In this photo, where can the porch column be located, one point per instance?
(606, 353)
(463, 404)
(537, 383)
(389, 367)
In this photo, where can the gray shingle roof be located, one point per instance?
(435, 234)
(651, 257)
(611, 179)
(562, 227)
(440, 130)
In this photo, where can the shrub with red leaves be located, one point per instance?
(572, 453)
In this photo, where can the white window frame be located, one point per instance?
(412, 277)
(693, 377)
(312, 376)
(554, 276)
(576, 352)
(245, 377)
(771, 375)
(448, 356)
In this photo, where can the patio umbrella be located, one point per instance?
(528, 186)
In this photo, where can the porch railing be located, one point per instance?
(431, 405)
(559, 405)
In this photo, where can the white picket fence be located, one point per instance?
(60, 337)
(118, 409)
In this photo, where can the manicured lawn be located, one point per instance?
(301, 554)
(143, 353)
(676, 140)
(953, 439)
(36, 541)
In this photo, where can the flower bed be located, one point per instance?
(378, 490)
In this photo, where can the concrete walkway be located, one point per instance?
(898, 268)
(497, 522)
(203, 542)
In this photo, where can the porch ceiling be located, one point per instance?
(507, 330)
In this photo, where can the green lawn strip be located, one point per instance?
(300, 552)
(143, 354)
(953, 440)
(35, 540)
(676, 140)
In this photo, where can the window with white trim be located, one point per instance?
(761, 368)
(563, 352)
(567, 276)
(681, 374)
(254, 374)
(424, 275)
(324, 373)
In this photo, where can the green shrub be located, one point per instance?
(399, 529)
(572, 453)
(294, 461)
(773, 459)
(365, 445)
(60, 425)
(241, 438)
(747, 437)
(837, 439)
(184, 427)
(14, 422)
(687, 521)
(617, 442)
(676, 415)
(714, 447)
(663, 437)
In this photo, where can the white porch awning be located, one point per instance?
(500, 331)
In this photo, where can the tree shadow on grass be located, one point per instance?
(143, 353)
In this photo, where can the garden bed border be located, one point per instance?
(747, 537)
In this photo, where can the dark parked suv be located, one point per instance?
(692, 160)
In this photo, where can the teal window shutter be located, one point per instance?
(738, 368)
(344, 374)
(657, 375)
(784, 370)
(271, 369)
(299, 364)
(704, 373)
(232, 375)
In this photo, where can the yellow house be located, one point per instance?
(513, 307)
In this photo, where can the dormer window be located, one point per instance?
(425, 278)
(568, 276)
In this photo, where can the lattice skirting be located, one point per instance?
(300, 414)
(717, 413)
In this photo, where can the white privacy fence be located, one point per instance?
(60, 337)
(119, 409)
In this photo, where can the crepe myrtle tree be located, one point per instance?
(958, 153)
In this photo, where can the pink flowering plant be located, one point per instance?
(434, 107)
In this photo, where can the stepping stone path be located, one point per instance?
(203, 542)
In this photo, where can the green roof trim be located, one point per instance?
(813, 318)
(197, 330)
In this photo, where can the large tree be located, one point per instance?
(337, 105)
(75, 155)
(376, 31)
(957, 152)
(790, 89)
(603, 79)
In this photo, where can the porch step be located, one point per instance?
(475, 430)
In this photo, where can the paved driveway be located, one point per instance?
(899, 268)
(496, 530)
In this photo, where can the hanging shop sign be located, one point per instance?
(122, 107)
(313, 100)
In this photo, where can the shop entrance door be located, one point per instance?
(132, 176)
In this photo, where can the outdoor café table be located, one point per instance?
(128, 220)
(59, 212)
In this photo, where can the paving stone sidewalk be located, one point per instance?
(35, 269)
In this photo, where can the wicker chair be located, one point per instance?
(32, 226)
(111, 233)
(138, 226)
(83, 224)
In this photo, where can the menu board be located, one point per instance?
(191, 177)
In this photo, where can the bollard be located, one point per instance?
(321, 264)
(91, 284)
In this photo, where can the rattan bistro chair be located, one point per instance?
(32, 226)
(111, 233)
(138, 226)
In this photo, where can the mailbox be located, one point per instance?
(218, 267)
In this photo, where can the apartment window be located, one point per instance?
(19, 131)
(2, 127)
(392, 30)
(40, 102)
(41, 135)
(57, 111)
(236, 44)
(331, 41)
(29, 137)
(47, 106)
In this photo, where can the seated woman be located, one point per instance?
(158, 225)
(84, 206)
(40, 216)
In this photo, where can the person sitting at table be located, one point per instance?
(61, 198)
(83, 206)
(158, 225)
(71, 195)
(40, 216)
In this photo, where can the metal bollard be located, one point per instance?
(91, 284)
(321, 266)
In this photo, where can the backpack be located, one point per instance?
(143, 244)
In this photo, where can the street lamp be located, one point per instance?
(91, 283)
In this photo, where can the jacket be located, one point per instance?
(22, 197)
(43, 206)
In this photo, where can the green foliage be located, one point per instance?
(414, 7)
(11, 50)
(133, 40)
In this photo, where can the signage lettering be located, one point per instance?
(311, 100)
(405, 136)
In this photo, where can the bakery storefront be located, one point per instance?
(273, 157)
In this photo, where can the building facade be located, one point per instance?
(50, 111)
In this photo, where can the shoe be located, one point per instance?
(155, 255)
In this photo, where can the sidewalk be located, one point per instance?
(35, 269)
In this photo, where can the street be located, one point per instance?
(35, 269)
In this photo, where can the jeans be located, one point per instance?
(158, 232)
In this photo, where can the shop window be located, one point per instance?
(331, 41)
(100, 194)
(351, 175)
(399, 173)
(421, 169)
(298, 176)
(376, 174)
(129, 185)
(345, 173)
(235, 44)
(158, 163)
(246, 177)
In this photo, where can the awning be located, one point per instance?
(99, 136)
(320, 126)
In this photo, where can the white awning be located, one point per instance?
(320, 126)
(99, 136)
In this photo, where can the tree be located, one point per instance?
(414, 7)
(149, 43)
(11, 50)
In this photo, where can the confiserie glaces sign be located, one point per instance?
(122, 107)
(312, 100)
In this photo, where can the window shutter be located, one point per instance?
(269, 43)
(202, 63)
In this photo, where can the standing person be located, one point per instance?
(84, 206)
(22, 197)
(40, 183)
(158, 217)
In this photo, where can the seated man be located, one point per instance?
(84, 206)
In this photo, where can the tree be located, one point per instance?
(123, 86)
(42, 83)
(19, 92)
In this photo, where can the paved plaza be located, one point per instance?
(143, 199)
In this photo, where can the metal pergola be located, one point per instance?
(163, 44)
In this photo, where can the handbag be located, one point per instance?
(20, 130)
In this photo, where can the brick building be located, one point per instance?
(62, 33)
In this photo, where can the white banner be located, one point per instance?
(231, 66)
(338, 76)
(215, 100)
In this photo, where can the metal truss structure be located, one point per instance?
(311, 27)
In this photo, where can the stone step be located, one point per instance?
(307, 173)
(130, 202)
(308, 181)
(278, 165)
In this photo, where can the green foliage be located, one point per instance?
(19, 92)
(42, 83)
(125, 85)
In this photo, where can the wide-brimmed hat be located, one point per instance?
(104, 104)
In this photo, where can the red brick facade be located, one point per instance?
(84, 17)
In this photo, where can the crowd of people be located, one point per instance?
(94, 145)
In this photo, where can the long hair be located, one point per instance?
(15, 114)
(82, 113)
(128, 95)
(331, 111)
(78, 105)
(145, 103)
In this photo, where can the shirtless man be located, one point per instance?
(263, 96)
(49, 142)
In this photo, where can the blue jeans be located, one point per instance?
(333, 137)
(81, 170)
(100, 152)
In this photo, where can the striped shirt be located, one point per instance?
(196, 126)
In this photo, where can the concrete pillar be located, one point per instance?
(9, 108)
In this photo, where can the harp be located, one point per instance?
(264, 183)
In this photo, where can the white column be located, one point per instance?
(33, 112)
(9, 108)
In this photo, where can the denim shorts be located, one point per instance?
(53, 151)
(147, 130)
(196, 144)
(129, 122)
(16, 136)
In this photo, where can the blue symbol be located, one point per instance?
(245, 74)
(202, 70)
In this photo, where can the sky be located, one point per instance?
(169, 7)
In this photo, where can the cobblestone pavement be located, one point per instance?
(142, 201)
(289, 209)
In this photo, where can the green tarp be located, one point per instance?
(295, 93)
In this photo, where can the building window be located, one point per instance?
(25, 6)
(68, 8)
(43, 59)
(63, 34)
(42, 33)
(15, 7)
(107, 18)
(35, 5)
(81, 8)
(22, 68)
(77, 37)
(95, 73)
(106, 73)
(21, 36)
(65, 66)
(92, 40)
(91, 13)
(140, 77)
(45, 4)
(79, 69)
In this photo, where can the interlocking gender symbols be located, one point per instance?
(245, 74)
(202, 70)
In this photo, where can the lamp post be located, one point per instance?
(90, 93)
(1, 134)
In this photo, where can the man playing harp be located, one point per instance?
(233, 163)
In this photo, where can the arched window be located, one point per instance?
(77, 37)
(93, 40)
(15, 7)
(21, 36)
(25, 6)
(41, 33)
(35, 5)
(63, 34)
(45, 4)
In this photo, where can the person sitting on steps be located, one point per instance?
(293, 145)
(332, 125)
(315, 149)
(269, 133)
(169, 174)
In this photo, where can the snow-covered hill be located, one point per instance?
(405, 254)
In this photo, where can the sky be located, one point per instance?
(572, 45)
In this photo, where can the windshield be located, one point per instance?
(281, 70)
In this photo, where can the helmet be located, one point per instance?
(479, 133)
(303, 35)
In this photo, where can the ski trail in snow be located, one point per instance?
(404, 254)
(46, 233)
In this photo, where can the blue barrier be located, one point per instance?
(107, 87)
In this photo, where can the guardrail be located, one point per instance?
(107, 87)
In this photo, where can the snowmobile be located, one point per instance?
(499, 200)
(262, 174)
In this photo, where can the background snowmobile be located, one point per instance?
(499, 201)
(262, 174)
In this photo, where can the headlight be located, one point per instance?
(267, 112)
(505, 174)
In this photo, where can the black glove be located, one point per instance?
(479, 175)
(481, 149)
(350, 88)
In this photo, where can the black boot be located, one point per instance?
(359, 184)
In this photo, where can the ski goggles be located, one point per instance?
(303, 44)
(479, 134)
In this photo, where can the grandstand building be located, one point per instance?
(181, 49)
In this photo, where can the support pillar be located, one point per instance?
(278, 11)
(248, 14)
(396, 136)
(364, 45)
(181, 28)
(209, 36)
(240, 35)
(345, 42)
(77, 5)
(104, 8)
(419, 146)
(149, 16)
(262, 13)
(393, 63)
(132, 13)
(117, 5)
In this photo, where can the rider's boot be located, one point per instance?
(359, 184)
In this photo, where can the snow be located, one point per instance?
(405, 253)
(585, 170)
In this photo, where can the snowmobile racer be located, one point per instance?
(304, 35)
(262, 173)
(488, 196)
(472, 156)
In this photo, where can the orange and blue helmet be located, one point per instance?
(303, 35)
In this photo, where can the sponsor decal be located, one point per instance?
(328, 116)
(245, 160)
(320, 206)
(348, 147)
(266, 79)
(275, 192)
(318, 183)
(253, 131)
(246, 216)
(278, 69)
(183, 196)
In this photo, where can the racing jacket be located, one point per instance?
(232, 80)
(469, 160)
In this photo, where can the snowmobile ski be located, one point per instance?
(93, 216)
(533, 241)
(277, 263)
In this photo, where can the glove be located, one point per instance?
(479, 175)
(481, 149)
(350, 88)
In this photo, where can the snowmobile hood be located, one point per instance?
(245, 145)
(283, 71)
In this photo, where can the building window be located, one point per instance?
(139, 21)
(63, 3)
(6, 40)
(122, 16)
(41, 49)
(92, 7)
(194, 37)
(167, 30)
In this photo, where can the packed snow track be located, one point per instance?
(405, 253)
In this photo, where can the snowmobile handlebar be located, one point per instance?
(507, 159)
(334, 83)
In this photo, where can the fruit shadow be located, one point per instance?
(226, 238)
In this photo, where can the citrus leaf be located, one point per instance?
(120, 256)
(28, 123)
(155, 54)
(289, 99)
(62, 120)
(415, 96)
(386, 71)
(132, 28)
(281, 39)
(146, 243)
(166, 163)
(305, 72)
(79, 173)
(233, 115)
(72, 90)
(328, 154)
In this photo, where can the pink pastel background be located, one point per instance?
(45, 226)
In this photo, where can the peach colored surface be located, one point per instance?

### Written exercise
Quote verbatim the line containing "In this photo, where can the snowmobile hood" and every line after it through the end of the records above.

### Output for this task
In this photo, where can the snowmobile hood be located, one point per instance?
(245, 145)
(283, 71)
In this photo, where can the building window be located, one point per instance?
(139, 21)
(63, 3)
(6, 40)
(122, 16)
(41, 49)
(92, 7)
(194, 37)
(167, 30)
In this photo, where can the packed snow track be located, one point per instance?
(405, 253)
In this photo, where can the snowmobile handlebar be located, one point per instance?
(507, 159)
(334, 83)
In this photo, where can the fruit shadow be located, one point per instance?
(226, 238)
In this photo, where can the citrus leaf be located, one point per instance?
(120, 256)
(28, 123)
(155, 54)
(289, 99)
(62, 120)
(415, 96)
(386, 71)
(132, 28)
(281, 39)
(146, 243)
(166, 163)
(305, 72)
(79, 173)
(233, 115)
(72, 90)
(328, 154)
In this photo, where can the pink pastel background be located, one point per instance?
(45, 226)
In this photo, where can the peach colored surface be located, one point per instance?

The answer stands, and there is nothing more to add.